* [Article]:
----------------------------------------

Before a version is released for production, it undergoes a Release Candidate (RC) phase, during which it is publicly tested. Release candidate versions have the same number as the future production version, with -RC N appended, where N denotes the current revision. For example, the first release candidate for version 3.0 is 3.0-RC1, the second is 3.0-RC2, etc. Once a release candidate has been approved to be of production quality, the RC number is dropped, and the version is moved as-is to the production directory.

CVS tags for the production versions follow the scheme V_Major_Minor. Thus version 3.0 is associated with the CVS tag V_3_0. For release candidates, the suffix _RCN is added, e.g., V_3_0_RC4 for the fourth release candidate of version 3.0.

Deploying a New Version

We keep three folders under the Research Subscription website:

  1. Development (subdev)

----------------------------------------

Excerpts from a location annotation dataset:
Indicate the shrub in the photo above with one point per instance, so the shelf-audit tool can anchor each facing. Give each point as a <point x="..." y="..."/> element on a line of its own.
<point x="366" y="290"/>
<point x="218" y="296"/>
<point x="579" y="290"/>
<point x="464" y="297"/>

----------------------------------------

* [Requirements]:
1. From the passage on release versioning, return the portion starting at "Before a version" and ending at "1. Development (subdev)", copied word for word.
2. Resume the passage on release versioning from the point where it stops.

* [Exercise answers]:
1.
Before a version is released for production, it undergoes a Release Candidate (RC) phase, during which it is publicly tested. Release candidate versions have the same number as the future production version, with -RC N appended, where N denotes the current revision. For example, the first release candidate for version 3.0 is 3.0-RC1, the second is 3.0-RC2, etc. Once a release candidate has been approved to be of production quality, the RC number is dropped, and the version is moved as-is to the production directory.

CVS tags for the production versions follow the scheme V_Major_Minor. Thus version 3.0 is associated with the CVS tag V_3_0. For release candidates, the suffix _RCN is added, e.g., V_3_0_RC4 for the fourth release candidate of version 3.0.

Deploying a New Version

We keep three folders under the Research Subscription website:

  1. Development (subdev)

2.
  2. Release candidate (subRC)
  3. Production (sub)

The subdev directory always points to the HEAD version of the CVS tree, while subRC and sub contain tagged versions. Deploying a new version is therefore only a matter of updating the relevant directory. For example, to upgrade the RC directory to version 3.0-RC2, use:

research$ export CVS_RSH=ssh
research$ cd subRC
subRC$ cvs up -r V_3_0_RC2
subRC$ ./fixperm

(note that the fixperm script needs to be called to set the correct permissions for the different files.)

Similarly, the following commands upgrade the production version to 3.1:

research$ export CVS_RSH=ssh
research$ cd sub
subRC$ cvs up -r V_3_1
subRC$ ./fixperm

Usually sub and subRC should not be modified in any other way. However, if, for some reason, a new sub or subRC directory need to be created, the code should be checked out from the CVS repository, and the files .options and .rtoptions should be copied into the new directory. (These two files contain user-configurable information, and are therefore not part of the CVS module. They can be fetched from a backup of the old sub or subRC directory.)

In the following example, a new subRC directory is created:

research$ export CVS_RSH=ssh
reseacrh$ cvs -d :ext:elahav@asimov.cscf:/projects/research/cvsroot co -r V_3_0_RC1 -d subRC sub
research$ cd subRC
subRC$ cp .snapshot/nightly.0/.options .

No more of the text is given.